Reproduce the records from the line containing "point per instance: hill" through the end of the records, swapping "pixel coordinates" for "image coordinates" and leaving everything else unchanged. Leave the pictures out of the answer.

##### DATASET RECORDS #####

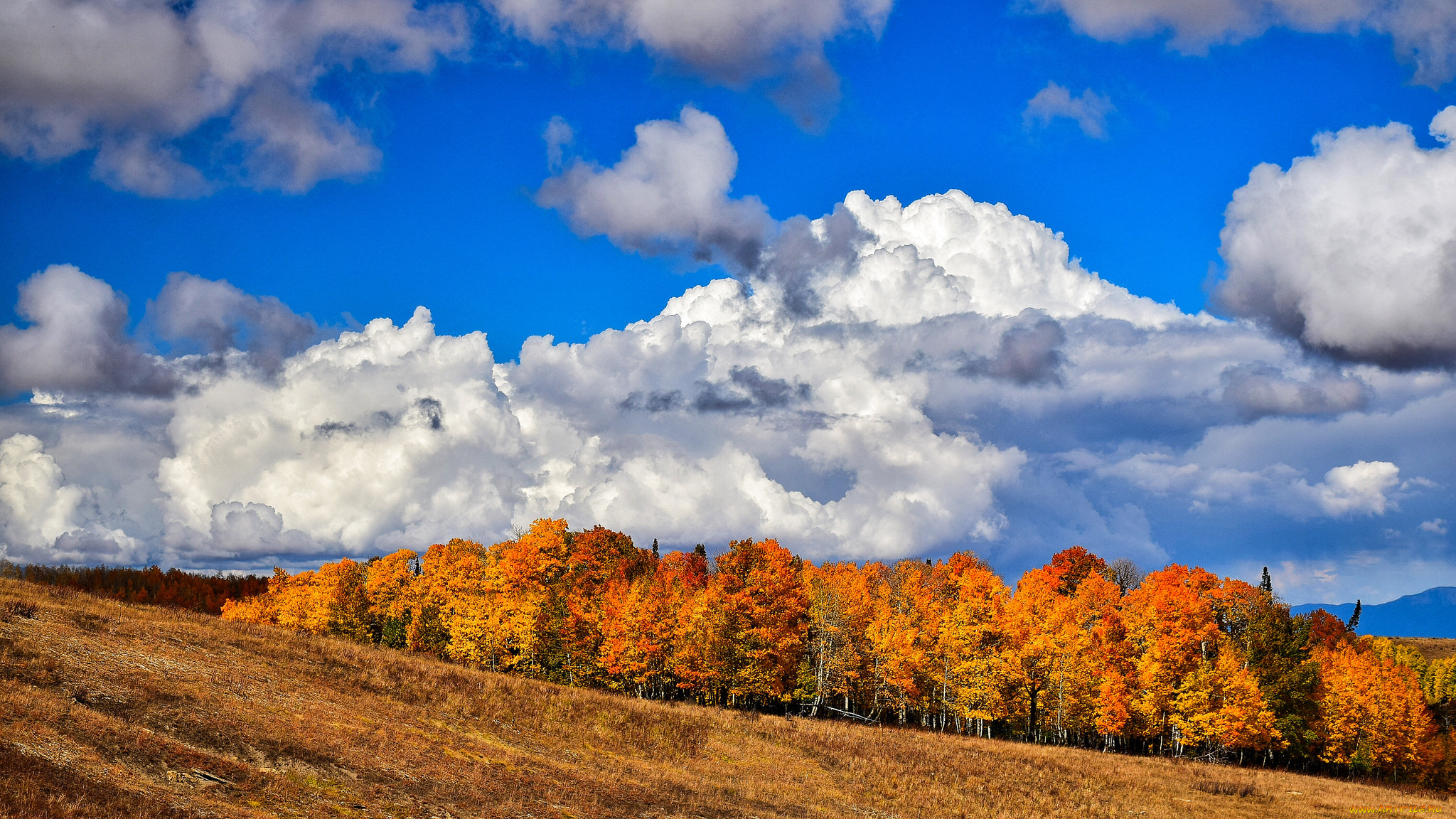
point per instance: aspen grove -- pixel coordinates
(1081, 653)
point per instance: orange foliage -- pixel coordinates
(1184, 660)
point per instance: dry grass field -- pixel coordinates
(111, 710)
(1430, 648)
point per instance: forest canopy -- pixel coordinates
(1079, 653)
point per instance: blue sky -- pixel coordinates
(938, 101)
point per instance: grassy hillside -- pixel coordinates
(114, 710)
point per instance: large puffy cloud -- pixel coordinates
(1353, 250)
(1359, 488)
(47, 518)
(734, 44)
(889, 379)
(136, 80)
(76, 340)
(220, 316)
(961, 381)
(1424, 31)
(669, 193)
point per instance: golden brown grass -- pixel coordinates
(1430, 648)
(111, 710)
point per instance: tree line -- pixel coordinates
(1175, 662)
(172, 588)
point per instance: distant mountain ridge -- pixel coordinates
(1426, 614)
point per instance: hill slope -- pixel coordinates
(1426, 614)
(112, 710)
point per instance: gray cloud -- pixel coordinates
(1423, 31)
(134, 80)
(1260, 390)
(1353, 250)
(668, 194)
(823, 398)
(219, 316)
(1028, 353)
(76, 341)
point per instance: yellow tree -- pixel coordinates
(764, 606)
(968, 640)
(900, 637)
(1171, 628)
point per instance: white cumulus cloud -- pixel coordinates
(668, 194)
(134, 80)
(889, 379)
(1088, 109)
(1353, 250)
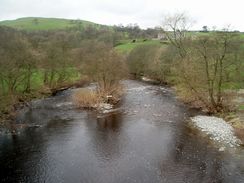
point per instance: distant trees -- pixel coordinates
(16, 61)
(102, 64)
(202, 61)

#####

- ANSWER BELOW -
point per instance: hill slope -- image coordinates
(1426, 614)
(112, 710)
point per instance: gray cloud -- image coordinates
(1423, 31)
(134, 80)
(1260, 390)
(1353, 250)
(668, 194)
(823, 398)
(219, 316)
(1028, 353)
(76, 341)
point per instance: yellow tree -- image coordinates
(764, 606)
(968, 640)
(900, 637)
(1171, 628)
point per instance: white cumulus cloud -- image coordinates
(668, 194)
(134, 80)
(889, 379)
(1088, 109)
(1353, 250)
point per instance: distant trees -- image coordinates
(16, 61)
(102, 64)
(202, 61)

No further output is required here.